(Pointing records for named objects)
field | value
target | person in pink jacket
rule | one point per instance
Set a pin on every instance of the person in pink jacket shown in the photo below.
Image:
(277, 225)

*Task description:*
Copy the data above line for line, without changing anything.

*Complete response:*
field | value
target | person in pink jacket
rule | one point per instance
Set a pin on every instance of the person in pink jacket shown in the photo below.
Image:
(277, 225)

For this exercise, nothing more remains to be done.